Usable Implementation of "Bootstrap Your Own Latent" self-supervised learning, from Deepmind, in Pytorch

Last update: Dec 29, 2022

Overview

Bootstrap Your Own Latent (BYOL), in Pytorch

Practical implementation of an astoundingly simple method for self-supervised learning that achieves a new state of the art (surpassing SimCLR) without contrastive learning and having to designate negative pairs.

This repository offers a module that one can easily wrap any image-based neural network (residual network, discriminator, policy network) to immediately start benefitting from unlabelled image data.

Update 1: There is now new evidence that batch normalization is key to making this technique work well

Update 2: A new paper has successfully replaced batch norm with group norm + weight standardization, refuting that batch statistics are needed for BYOL to work

Update 3: Finally, we have some analysis for why this works

Yannic Kilcher's excellent explanation

Now go save your organization from having to pay for labels :)

Install

$ pip install byol-pytorch

Usage

Simply plugin your neural network, specifying (1) the image dimensions as well as (2) the name (or index) of the hidden layer, whose output is used as the latent representation used for self-supervised training.

import torch
from byol_pytorch import BYOL
from torchvision import models

resnet = models.resnet50(pretrained=True)

learner = BYOL(
    resnet,
    image_size = 256,
    hidden_layer = 'avgpool'
)

opt = torch.optim.Adam(learner.parameters(), lr=3e-4)

def sample_unlabelled_images():
    return torch.randn(20, 3, 256, 256)

for _ in range(100):
    images = sample_unlabelled_images()
    loss = learner(images)
    opt.zero_grad()
    loss.backward()
    opt.step()
    learner.update_moving_average() # update moving average of target encoder

# save your improved network
torch.save(resnet.state_dict(), './improved-net.pt')

That's pretty much it. After much training, the residual network should now perform better on its downstream supervised tasks.

BYOL → SimSiam

A new paper from Kaiming He suggests that BYOL does not even need the target encoder to be an exponential moving average of the online encoder. I've decided to build in this option so that you can easily use that variant for training, simply by setting the use_momentum flag to False. You will no longer need to invoke update_moving_average if you go this route as shown in the example below.

import torch
from byol_pytorch import BYOL
from torchvision import models

resnet = models.resnet50(pretrained=True)

learner = BYOL(
    resnet,
    image_size = 256,
    hidden_layer = 'avgpool',
    use_momentum = False       # turn off momentum in the target encoder
)

opt = torch.optim.Adam(learner.parameters(), lr=3e-4)

**Supplied records**
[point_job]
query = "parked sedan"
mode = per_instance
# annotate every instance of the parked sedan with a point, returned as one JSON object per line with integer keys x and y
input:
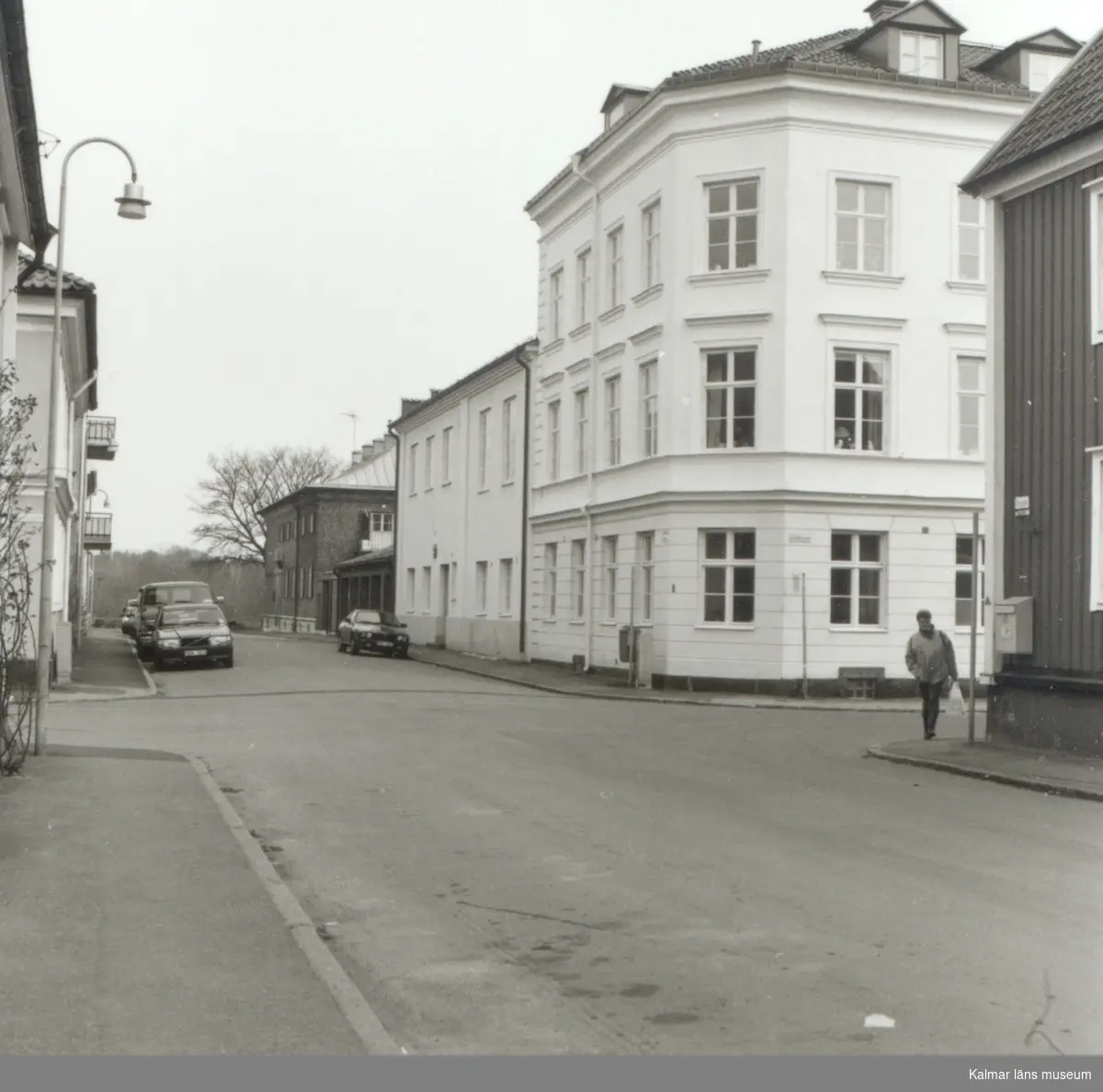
{"x": 373, "y": 631}
{"x": 187, "y": 633}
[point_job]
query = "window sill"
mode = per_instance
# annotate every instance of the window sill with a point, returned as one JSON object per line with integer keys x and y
{"x": 854, "y": 277}
{"x": 968, "y": 287}
{"x": 729, "y": 277}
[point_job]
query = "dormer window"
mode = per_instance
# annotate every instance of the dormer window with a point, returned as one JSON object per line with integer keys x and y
{"x": 921, "y": 55}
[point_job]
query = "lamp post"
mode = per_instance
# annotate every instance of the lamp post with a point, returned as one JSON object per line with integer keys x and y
{"x": 131, "y": 207}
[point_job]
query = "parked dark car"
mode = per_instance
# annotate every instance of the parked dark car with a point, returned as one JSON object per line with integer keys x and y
{"x": 186, "y": 633}
{"x": 152, "y": 597}
{"x": 373, "y": 631}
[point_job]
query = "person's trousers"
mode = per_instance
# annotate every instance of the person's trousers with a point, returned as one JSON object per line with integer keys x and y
{"x": 931, "y": 693}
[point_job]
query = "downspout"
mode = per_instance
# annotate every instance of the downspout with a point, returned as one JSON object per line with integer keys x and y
{"x": 587, "y": 507}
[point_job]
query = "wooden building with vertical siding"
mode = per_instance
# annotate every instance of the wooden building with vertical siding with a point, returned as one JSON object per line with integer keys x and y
{"x": 1043, "y": 183}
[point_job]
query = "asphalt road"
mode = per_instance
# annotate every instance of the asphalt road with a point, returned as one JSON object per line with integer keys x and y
{"x": 503, "y": 871}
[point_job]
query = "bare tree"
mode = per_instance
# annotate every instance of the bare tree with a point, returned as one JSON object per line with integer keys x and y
{"x": 17, "y": 631}
{"x": 244, "y": 483}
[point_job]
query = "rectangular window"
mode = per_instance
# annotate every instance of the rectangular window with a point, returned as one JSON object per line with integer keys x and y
{"x": 963, "y": 583}
{"x": 645, "y": 555}
{"x": 582, "y": 431}
{"x": 551, "y": 580}
{"x": 649, "y": 407}
{"x": 508, "y": 441}
{"x": 652, "y": 235}
{"x": 970, "y": 405}
{"x": 858, "y": 573}
{"x": 556, "y": 303}
{"x": 554, "y": 414}
{"x": 921, "y": 55}
{"x": 446, "y": 457}
{"x": 609, "y": 561}
{"x": 480, "y": 587}
{"x": 733, "y": 224}
{"x": 860, "y": 385}
{"x": 729, "y": 398}
{"x": 970, "y": 237}
{"x": 584, "y": 279}
{"x": 616, "y": 247}
{"x": 728, "y": 577}
{"x": 861, "y": 226}
{"x": 483, "y": 439}
{"x": 612, "y": 420}
{"x": 578, "y": 578}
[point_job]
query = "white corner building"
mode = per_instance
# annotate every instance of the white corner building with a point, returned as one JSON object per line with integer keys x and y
{"x": 462, "y": 483}
{"x": 756, "y": 424}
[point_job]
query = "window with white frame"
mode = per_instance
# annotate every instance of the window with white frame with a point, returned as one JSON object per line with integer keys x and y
{"x": 1043, "y": 69}
{"x": 729, "y": 397}
{"x": 555, "y": 301}
{"x": 578, "y": 579}
{"x": 860, "y": 387}
{"x": 508, "y": 440}
{"x": 615, "y": 245}
{"x": 645, "y": 556}
{"x": 861, "y": 226}
{"x": 733, "y": 221}
{"x": 970, "y": 238}
{"x": 963, "y": 583}
{"x": 506, "y": 587}
{"x": 728, "y": 577}
{"x": 858, "y": 579}
{"x": 612, "y": 420}
{"x": 649, "y": 407}
{"x": 921, "y": 55}
{"x": 609, "y": 562}
{"x": 652, "y": 235}
{"x": 551, "y": 580}
{"x": 585, "y": 279}
{"x": 582, "y": 431}
{"x": 554, "y": 439}
{"x": 480, "y": 587}
{"x": 970, "y": 405}
{"x": 483, "y": 440}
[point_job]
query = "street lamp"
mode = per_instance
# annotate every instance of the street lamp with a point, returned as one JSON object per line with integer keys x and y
{"x": 131, "y": 205}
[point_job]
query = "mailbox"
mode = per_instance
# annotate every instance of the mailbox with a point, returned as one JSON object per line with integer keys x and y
{"x": 1014, "y": 620}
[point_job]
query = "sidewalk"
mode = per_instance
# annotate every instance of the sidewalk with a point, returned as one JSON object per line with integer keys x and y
{"x": 135, "y": 925}
{"x": 1042, "y": 771}
{"x": 105, "y": 667}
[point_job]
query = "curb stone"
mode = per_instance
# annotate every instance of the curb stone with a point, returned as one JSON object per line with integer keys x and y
{"x": 1036, "y": 784}
{"x": 352, "y": 1003}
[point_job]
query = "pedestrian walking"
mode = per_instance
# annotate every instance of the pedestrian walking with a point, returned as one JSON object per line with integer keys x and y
{"x": 930, "y": 657}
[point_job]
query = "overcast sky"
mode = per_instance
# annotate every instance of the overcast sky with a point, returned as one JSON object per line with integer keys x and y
{"x": 337, "y": 196}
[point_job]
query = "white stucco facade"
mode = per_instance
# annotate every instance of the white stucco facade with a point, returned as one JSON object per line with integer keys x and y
{"x": 788, "y": 332}
{"x": 461, "y": 483}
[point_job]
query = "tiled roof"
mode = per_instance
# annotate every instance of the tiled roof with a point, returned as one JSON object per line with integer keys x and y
{"x": 44, "y": 279}
{"x": 1071, "y": 108}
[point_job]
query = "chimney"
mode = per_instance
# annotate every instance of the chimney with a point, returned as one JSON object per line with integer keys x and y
{"x": 882, "y": 9}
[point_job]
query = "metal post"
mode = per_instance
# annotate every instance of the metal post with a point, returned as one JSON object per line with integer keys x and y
{"x": 972, "y": 635}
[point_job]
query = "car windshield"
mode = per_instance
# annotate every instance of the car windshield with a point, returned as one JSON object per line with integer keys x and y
{"x": 196, "y": 616}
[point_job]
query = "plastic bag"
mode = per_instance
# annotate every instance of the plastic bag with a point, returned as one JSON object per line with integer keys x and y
{"x": 957, "y": 705}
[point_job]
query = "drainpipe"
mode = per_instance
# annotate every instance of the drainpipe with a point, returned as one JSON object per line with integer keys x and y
{"x": 587, "y": 506}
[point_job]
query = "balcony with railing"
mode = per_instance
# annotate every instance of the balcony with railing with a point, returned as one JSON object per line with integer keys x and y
{"x": 100, "y": 438}
{"x": 97, "y": 530}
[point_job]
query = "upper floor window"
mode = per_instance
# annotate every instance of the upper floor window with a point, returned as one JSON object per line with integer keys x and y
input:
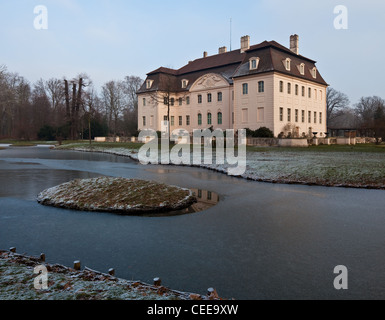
{"x": 253, "y": 63}
{"x": 261, "y": 86}
{"x": 302, "y": 68}
{"x": 314, "y": 72}
{"x": 245, "y": 88}
{"x": 281, "y": 86}
{"x": 184, "y": 83}
{"x": 149, "y": 84}
{"x": 287, "y": 63}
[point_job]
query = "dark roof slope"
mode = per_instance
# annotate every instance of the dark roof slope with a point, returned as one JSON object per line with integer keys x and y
{"x": 231, "y": 65}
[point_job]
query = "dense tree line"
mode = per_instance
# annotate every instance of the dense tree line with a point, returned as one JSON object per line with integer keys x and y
{"x": 367, "y": 115}
{"x": 57, "y": 109}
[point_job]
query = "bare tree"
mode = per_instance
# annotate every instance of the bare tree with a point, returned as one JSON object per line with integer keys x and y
{"x": 113, "y": 98}
{"x": 335, "y": 101}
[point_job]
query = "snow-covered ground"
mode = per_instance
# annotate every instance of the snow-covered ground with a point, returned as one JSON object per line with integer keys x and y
{"x": 332, "y": 168}
{"x": 17, "y": 282}
{"x": 118, "y": 195}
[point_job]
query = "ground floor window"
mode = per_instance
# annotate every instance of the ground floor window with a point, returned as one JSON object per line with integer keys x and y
{"x": 219, "y": 117}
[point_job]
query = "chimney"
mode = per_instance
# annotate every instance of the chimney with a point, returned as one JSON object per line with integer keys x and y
{"x": 294, "y": 44}
{"x": 245, "y": 43}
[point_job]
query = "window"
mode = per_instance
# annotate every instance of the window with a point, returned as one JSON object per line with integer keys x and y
{"x": 184, "y": 83}
{"x": 261, "y": 86}
{"x": 261, "y": 115}
{"x": 302, "y": 69}
{"x": 253, "y": 63}
{"x": 287, "y": 64}
{"x": 245, "y": 115}
{"x": 209, "y": 118}
{"x": 245, "y": 88}
{"x": 219, "y": 117}
{"x": 149, "y": 84}
{"x": 314, "y": 72}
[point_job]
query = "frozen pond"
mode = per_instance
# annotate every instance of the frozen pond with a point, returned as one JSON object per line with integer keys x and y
{"x": 261, "y": 241}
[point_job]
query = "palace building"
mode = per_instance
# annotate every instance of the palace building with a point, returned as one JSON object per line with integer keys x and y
{"x": 263, "y": 85}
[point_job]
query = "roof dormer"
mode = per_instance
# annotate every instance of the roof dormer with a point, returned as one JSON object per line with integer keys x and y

**Written request A**
According to the BYOL page, which flag do you set to False to train without the moving-average target encoder?
**Written request B**
Reproduce the passage from the BYOL page word for word, starting with "That's pretty much" and going on through "the example below.".

**Exercise output A**
The use_momentum flag.

**Exercise output B**
That's pretty much it. After much training, the residual network should now perform better on its downstream supervised tasks.

BYOL → SimSiam

A new paper from Kaiming He suggests that BYOL does not even need the target encoder to be an exponential moving average of the online encoder. I've decided to build in this option so that you can easily use that variant for training, simply by setting the use_momentum flag to False. You will no longer need to invoke update_moving_average if you go this route as shown in the example below.